→ **TASK INPUT**

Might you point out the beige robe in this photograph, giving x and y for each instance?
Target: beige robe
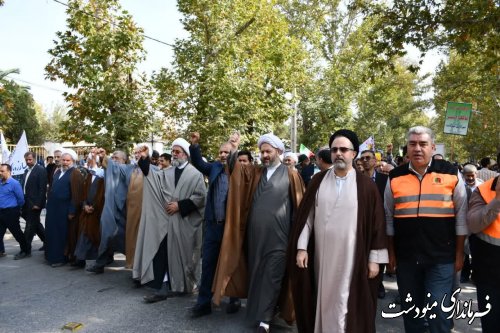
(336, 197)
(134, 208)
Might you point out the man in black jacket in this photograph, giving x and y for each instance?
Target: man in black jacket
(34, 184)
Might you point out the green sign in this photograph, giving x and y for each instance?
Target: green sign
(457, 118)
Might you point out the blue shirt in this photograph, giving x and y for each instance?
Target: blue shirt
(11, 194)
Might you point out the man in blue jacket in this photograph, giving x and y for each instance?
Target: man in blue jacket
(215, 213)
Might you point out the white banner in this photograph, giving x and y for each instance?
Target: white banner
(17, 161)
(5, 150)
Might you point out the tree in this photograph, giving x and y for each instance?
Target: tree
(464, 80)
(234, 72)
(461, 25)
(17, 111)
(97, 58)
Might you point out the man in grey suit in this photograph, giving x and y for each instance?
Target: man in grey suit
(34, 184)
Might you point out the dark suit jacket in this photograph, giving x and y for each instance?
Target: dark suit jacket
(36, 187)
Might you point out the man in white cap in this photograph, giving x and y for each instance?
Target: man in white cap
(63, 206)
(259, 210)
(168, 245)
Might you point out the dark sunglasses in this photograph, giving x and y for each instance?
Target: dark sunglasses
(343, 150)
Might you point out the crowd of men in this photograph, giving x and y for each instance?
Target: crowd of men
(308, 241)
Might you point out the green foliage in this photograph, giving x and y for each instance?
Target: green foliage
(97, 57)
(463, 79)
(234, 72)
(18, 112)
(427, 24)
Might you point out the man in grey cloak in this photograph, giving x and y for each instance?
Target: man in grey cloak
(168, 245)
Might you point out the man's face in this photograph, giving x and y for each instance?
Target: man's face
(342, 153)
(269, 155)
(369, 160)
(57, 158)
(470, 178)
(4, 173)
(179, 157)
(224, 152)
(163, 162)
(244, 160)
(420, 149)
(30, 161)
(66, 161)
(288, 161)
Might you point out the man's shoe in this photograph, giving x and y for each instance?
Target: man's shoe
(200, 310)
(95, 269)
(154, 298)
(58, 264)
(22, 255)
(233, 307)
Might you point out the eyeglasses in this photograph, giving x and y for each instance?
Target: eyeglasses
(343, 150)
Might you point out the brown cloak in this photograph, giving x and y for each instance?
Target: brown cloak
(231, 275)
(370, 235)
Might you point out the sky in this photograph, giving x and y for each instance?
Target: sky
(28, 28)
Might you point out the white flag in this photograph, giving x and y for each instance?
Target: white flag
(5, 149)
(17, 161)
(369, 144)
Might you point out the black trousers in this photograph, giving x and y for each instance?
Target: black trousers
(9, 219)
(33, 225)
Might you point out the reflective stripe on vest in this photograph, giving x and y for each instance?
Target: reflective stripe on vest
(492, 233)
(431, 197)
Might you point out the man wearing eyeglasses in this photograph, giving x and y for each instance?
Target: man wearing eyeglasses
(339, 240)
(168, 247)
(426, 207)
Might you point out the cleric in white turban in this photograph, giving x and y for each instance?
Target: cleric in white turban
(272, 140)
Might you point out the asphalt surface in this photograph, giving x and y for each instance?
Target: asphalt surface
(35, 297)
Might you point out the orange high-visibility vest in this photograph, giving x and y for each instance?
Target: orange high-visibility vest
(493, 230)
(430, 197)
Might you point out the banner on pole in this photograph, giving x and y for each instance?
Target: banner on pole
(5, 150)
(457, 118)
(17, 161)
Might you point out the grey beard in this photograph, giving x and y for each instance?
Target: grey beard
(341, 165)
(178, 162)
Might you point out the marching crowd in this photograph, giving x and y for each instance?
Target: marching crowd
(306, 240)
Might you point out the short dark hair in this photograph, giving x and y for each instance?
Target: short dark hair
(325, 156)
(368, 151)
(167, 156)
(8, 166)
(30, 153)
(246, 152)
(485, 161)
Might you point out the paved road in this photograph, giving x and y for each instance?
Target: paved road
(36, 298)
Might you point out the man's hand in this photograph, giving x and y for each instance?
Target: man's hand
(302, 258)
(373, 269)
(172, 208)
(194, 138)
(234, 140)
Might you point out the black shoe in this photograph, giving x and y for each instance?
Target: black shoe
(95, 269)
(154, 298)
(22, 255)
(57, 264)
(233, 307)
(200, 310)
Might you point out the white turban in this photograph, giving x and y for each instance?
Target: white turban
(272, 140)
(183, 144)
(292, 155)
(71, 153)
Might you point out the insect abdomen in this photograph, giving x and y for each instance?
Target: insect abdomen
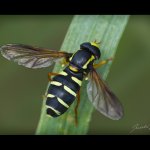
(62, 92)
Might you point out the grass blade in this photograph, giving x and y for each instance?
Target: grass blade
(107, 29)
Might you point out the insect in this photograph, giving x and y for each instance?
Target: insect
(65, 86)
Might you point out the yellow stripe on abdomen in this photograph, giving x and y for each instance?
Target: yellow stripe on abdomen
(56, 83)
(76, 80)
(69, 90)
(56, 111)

→ **EXERCISE GOAL**
Reproduce verbatim, and only, the lines starting at the one that contains "Might you point out the asphalt" and ending with the final line of the records; leave out the pictures.

→ **RESULT BELOW**
Might you point out the asphalt surface in this photograph, giving x and y for each instance?
Target: asphalt surface
(35, 297)
Might you point out the orange high-visibility vest in this photograph, giving x and y for each instance?
Target: orange high-visibility vest
(493, 230)
(430, 197)
Might you point out the banner on pole in this photograph, giving x and y for each instance?
Target: banner on pole
(5, 150)
(457, 118)
(17, 161)
Might you point out the grey beard in this photograph, giving x and y for each instance?
Target: grey beard
(341, 165)
(178, 162)
Might you point out the marching crowd in this photograph, giving x and y for each instance?
Target: marching crowd
(306, 240)
Might you point out the short dark hair in this photograph, giving x and y for each instance?
Target: short dark hair
(325, 156)
(368, 151)
(167, 156)
(8, 166)
(30, 153)
(246, 152)
(485, 161)
Might you point out the paved road in this photograph, giving x and y for each instance?
Target: paved road
(36, 298)
Might you point out the man's hand in this photograph, giving x and y for each instance?
Target: man's hand
(302, 258)
(373, 269)
(172, 208)
(194, 138)
(234, 140)
Might you point out the black shoe in this photograph, giving x and y for each instance?
Target: black shoe
(95, 269)
(154, 298)
(22, 255)
(57, 264)
(233, 307)
(200, 310)
Might you point out the white turban in this photograph, giving x and y for each instance?
Target: white turban
(272, 140)
(183, 144)
(292, 155)
(71, 153)
Might you point out the insect abdomen in this photograph, giving x and y for each instance?
Target: insect abdomen
(62, 92)
Might you point out the grass blade in this photograph, giving x and y for each instance?
Target: grass blade
(107, 29)
Might you point out the insect in this photograph, giving x and y for each instance?
Target: insect
(65, 86)
Might you point out the yellow stripe on abdomen in this photograph, giving x and y for each instance?
Target: yellow stripe on abdomen
(56, 83)
(76, 80)
(69, 90)
(56, 111)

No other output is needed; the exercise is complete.